Records:
==============================

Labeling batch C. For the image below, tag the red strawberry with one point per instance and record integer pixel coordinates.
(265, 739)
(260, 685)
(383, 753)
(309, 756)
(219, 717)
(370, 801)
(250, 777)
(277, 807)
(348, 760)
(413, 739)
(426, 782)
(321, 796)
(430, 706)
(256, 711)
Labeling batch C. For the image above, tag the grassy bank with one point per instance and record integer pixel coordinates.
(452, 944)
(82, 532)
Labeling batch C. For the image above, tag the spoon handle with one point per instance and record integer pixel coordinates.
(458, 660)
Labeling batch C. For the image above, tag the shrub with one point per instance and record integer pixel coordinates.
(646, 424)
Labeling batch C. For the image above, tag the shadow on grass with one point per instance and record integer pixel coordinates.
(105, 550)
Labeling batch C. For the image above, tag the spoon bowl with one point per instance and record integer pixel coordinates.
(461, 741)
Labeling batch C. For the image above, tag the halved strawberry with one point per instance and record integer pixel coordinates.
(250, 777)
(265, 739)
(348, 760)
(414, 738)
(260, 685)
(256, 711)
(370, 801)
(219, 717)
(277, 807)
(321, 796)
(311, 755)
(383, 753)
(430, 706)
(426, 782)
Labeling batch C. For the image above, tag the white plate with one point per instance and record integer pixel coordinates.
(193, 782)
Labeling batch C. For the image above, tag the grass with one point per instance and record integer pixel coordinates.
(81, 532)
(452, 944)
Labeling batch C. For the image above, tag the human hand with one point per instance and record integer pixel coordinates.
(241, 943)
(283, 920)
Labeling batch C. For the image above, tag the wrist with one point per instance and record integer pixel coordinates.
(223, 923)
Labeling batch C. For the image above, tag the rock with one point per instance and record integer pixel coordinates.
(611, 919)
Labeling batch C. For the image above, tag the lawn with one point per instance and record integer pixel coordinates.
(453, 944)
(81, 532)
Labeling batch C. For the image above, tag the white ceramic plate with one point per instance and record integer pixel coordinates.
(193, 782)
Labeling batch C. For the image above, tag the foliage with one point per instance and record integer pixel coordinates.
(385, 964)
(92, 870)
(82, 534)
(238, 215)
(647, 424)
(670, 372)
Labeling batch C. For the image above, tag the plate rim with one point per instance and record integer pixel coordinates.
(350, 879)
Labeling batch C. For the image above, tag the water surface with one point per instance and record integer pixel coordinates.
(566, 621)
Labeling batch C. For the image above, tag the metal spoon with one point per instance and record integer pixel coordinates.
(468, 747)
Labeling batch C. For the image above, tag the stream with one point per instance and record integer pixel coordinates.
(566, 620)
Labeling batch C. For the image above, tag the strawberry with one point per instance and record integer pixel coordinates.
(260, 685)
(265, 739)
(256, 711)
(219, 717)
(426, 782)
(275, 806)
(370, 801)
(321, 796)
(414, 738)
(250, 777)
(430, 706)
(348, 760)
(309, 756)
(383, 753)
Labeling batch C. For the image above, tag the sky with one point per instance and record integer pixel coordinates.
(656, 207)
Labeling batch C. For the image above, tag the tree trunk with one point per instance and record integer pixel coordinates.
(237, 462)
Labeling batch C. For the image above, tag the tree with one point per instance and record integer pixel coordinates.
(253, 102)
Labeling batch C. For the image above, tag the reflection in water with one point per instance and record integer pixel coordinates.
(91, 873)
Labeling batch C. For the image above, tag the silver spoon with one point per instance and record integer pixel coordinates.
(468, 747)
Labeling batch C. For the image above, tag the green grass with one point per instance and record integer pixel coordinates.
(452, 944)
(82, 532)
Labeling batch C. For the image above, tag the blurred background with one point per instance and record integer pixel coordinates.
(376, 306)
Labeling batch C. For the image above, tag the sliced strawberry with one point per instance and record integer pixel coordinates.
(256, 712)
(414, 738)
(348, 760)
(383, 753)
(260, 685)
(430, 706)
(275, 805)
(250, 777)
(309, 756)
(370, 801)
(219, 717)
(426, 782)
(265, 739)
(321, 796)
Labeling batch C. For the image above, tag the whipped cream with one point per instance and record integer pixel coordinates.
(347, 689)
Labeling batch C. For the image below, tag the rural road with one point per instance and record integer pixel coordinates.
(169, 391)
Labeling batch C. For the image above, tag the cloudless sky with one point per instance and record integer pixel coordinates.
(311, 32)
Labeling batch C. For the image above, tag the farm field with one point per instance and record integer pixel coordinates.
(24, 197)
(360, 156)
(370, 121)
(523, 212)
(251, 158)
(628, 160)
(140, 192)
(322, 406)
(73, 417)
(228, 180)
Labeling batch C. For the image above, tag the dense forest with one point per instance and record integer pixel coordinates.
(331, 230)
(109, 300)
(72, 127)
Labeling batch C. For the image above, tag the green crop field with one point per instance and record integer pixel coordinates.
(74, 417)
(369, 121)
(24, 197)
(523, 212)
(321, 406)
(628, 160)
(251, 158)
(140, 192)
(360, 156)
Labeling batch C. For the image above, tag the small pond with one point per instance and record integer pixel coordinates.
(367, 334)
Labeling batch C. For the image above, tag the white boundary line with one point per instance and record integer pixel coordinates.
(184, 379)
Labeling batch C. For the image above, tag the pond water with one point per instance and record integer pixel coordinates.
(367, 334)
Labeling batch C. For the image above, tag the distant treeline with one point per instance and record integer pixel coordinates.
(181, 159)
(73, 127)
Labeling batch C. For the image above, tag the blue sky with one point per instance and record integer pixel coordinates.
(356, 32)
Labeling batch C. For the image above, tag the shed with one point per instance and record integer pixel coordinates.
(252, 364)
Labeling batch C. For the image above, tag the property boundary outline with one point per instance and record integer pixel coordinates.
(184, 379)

==============================

Task to carry out: Repeat every row above word for word, keeping them in the same order.

Exercise answer:
Labeling batch C. For the image below, tag the red strawberry with one point per instance and record integer pixel coordinates.
(265, 739)
(260, 685)
(383, 753)
(309, 756)
(219, 717)
(370, 801)
(250, 777)
(277, 807)
(348, 760)
(413, 739)
(426, 782)
(321, 796)
(430, 706)
(256, 711)
Labeling batch C. For the image above, tag the grassy bank with one point per instance and record integer pixel coordinates.
(452, 944)
(82, 532)
Labeling batch C. For the image above, tag the spoon handle with one point per instance and record integer pixel coordinates.
(458, 660)
Labeling batch C. For the image above, tag the shrub with one point per instance and record integer pixel coordinates.
(646, 424)
Labeling batch C. For the image above, tag the shadow on grass with one point per instance and record integer pixel coordinates.
(105, 550)
Labeling batch C. For the image above, tag the spoon bowl with one point per instance and record integer pixel coordinates.
(461, 741)
Labeling batch C. For the image above, tag the halved strawberry with one point per instance and record integer pixel coordinates.
(250, 777)
(265, 739)
(348, 760)
(414, 738)
(260, 685)
(256, 711)
(370, 801)
(219, 717)
(277, 807)
(321, 796)
(311, 755)
(383, 753)
(430, 706)
(426, 782)
Labeling batch C. For the image above, tag the white plate with one point per instance and record integer pixel coordinates.
(193, 782)
Labeling batch C. For the image above, tag the grass with one point per instance and record integer pixel coordinates.
(81, 532)
(452, 944)
Labeling batch C. For the image above, tag the human hand with one point per instance and record integer pixel coordinates.
(241, 943)
(283, 920)
Labeling batch C. For the image above, tag the wrist with one point per instance and record integer pixel coordinates.
(223, 923)
Labeling batch C. For the image above, tag the rock with one point per instance and record integer pixel coordinates.
(611, 919)
Labeling batch C. For the image above, tag the lawn with one point per instance and record integer pixel coordinates.
(453, 944)
(81, 532)
Labeling batch C. For the image above, tag the white ceramic plate with one point per instance and record integer pixel coordinates.
(193, 782)
Labeling batch C. For the image above, tag the foliage with one point per instance and record integer pixel coordinates.
(385, 964)
(92, 870)
(82, 534)
(238, 215)
(647, 424)
(670, 372)
Labeling batch C. For the image above, tag the plate rim with one point per instance and record integer pixel coordinates.
(350, 879)
Labeling batch C. For the image above, tag the water surface with one point per instance and record integer pixel coordinates.
(566, 621)
Labeling batch C. For the image above, tag the metal spoon with one point per instance and record integer pixel coordinates.
(468, 747)
Labeling batch C. For the image above, tag the stream with one point per instance and record integer pixel coordinates.
(566, 620)
Labeling batch C. For the image above, tag the strawberry with one point per instance and record integer pixel coordinates.
(260, 685)
(265, 739)
(256, 711)
(219, 717)
(426, 782)
(275, 806)
(370, 801)
(321, 796)
(414, 738)
(250, 777)
(430, 706)
(348, 760)
(309, 756)
(383, 753)
Labeling batch C. For the image above, tag the sky with one point per instance and record integer pixel coordinates.
(656, 207)
Labeling batch C. For the image above, tag the tree trunk with one point per instance and record integer pixel coordinates.
(237, 462)
Labeling batch C. For the image above, tag the tree with one point per instance and record integer pixel coordinates.
(253, 102)
Labeling batch C. For the image above, tag the reflection in water with one point per instance and record integer pixel coordinates.
(91, 873)
Labeling batch C. For the image above, tag the silver spoon with one point per instance and record integer pixel coordinates.
(468, 747)
Labeling batch C. For the image above, tag the green grass with one point per instance and record integer pixel coordinates.
(452, 944)
(82, 532)
Labeling batch C. For the image above, tag the blurred background with one point per instance and record integer pixel coordinates.
(376, 306)
Labeling batch C. For the image above, tag the sliced strawberry with one point per instance and record integer pixel coordinates.
(256, 712)
(414, 738)
(348, 760)
(383, 753)
(260, 685)
(430, 706)
(275, 805)
(250, 777)
(309, 756)
(370, 801)
(219, 717)
(426, 782)
(265, 739)
(321, 796)
Labeling batch C. For the image above, tag the whipped cream with one point per instance and record integer pixel coordinates.
(347, 689)
Labeling batch C. For the image below, tag the rural road with one point per instance and record integer pixel coordinates.
(169, 391)
Labeling batch C. For the image above, tag the cloudless sky with one point per instance and record integer pixel coordinates.
(311, 32)
Labeling batch C. For the image above, tag the farm field with one point per instance and record integer pixel coordinates.
(24, 197)
(360, 156)
(370, 121)
(523, 212)
(251, 158)
(628, 160)
(140, 192)
(322, 406)
(73, 417)
(228, 180)
Labeling batch C. For the image above, tag the dense forest with one point per instance and record integer pixel coordinates.
(331, 230)
(109, 300)
(72, 127)
Labeling batch C. For the image above, tag the green crop field with one point per instance and record integer pixel coordinates.
(74, 417)
(369, 121)
(24, 197)
(523, 212)
(321, 406)
(628, 160)
(251, 158)
(140, 192)
(360, 156)
Labeling batch C. For the image above, tag the small pond with one point per instance and record integer pixel coordinates.
(367, 334)
Labeling batch C. For the image above, tag the white boundary line with one point per instance and record integer pixel coordinates.
(184, 379)
Labeling batch C. For the image above, tag the pond water with one point per instance and record integer pixel coordinates.
(367, 334)
Labeling batch C. For the image above, tag the distant treeline with one point per instance and record integer pixel coordinates.
(181, 159)
(73, 127)
Labeling batch C. For the image above, tag the blue sky with one point per instance and record integer pixel coordinates.
(356, 32)
Labeling batch C. For the image above, tag the shed with one point per instance and record integer pixel coordinates.
(252, 364)
Labeling batch C. For the image above, tag the property boundary outline with one point per instance and record integer pixel coordinates.
(184, 379)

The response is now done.